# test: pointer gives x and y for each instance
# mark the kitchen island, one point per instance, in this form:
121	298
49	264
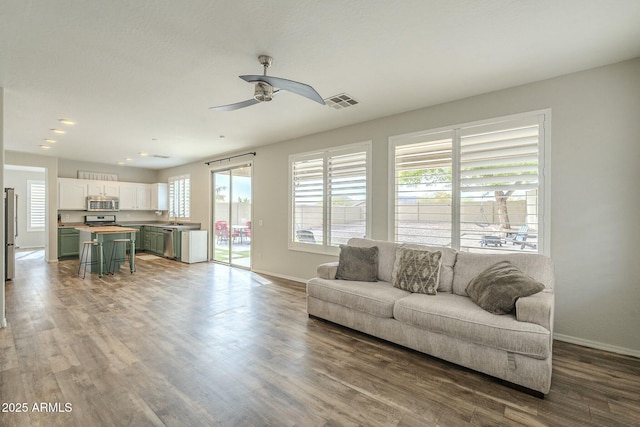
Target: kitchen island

__YOUR GOAL__. Reproduce each entry exactly, without the pictures.

__RESPONSE BELOW__.
# test: pointer gives x and y for each instance
# mark the kitchen island, one point per instance, in this form:
121	298
49	264
Target: kitchen island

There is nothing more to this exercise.